-- Given text --
***

Love at first sight, I’m craving for the day to see King Hu’s philosophical Wuxia epic again in a movie theater in its full glory. The martial arts ballet in the bamboo forest is one for eternity.

Zdravi Ljudi Za Razonodu (Litany of Healthy People)

1971

An enigmatic recital. Yugoslav New Waver Karpo Godina’s ode to joy and to the many ethnicities of the Vojvodina region was not understood by the censors. Their loss.

Two-lane Blacktop

1971 USA

Warren Oates should always be remembered, and Monte Hellman recognized the beauty of this man in more than one picture. Hellman once said that he has a desire for all things which cannot be. This makes even more sense now, after the disappearance of a culture where drifting was a way of life and men were named after their favorite muscle car.

***

-- Your goal --
Carry on the film notes from their last sentence, adding further entries in the same style. The data that follows isn't needed for this exercise.

***

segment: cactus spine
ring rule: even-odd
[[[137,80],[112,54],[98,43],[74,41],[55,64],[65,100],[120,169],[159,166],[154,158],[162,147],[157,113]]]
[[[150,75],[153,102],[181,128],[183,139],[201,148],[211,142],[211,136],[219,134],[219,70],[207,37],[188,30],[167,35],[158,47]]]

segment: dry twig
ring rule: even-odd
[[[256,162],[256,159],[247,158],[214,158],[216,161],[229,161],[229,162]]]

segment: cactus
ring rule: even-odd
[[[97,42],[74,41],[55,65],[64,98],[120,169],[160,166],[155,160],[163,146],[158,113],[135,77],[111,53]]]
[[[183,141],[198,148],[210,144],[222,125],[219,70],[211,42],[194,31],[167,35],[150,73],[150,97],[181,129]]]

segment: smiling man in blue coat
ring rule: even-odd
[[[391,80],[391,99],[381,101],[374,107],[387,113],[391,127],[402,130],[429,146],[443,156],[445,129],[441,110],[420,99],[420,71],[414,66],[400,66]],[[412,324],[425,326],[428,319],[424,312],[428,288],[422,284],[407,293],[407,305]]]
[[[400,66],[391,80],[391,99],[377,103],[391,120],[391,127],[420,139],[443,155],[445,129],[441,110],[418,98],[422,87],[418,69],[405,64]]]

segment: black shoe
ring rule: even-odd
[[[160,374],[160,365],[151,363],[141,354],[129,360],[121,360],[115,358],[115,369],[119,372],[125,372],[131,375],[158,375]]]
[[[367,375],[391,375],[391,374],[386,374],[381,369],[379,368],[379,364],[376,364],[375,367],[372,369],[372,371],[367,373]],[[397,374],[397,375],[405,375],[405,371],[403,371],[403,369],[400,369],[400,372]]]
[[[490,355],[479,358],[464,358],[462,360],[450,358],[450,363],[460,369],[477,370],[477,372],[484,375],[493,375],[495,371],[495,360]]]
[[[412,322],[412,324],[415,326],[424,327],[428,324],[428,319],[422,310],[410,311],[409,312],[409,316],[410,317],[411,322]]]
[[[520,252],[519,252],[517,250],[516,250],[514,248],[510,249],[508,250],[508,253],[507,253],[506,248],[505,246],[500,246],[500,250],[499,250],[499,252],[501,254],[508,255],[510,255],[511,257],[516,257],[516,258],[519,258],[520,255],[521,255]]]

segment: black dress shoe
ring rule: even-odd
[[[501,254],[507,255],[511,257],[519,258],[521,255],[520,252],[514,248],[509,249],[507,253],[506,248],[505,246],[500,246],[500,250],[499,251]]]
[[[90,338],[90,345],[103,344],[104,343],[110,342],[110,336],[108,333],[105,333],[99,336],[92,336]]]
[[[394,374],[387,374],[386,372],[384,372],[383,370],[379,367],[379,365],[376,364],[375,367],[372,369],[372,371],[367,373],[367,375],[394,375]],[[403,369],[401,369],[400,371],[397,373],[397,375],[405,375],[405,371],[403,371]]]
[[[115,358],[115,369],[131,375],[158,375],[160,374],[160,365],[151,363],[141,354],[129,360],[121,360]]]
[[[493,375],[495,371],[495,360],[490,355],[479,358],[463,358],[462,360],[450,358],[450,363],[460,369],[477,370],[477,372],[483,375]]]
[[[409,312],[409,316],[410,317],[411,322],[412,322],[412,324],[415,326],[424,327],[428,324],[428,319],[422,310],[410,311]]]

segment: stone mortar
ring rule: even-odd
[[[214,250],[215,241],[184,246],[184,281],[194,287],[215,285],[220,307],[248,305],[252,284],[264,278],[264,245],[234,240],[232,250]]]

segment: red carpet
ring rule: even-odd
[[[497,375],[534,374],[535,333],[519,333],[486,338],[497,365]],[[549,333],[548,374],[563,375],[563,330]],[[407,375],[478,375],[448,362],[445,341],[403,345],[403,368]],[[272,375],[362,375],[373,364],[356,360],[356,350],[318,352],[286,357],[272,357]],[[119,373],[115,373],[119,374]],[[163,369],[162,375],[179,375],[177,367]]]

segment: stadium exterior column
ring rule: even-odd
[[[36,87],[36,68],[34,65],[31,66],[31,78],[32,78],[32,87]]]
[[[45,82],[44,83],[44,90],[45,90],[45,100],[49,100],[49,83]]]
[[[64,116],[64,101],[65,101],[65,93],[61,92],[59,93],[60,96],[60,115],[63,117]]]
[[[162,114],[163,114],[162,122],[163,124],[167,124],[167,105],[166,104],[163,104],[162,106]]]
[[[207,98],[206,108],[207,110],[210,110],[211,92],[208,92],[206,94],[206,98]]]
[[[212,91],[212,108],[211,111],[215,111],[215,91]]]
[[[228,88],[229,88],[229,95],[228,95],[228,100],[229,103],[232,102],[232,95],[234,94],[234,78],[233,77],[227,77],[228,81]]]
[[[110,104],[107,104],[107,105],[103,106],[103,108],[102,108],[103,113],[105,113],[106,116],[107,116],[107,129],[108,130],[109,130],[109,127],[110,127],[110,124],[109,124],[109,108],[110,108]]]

***

-- Result of this exercise --
Amore

1978

My grain of sand in the gearbox. “Kunst kommt von küssen” (‘art comes from kissing’) – these were Klaus Lemke’s final words of wisdom before he tipped his hat and said goodbye this past July. 44 years earlier, he already knew that amore, friends, a cheerful mood and a little bit of money were all you need to tell the story of Maria and Pietro, both working at Munich-Haidhausen’s fruit and vegetable market. And, yes: you need ultra-comedienne Cleo Kretschmer, Lemke’s heroine of many films and my favorite imaginary girlfriend.

Further remarks

My frivolous answer to a frivolous request: Looking at 130 years of cinema and at the immensity of its forms and voices, the only way for me to tell you about the 10 greatest films of all time is to take a bow before the 10 that became my best friends over all these years. They’ll stay with me forever. My list ends in the 1970s; many new friends have arisen, but they need to show endurance first!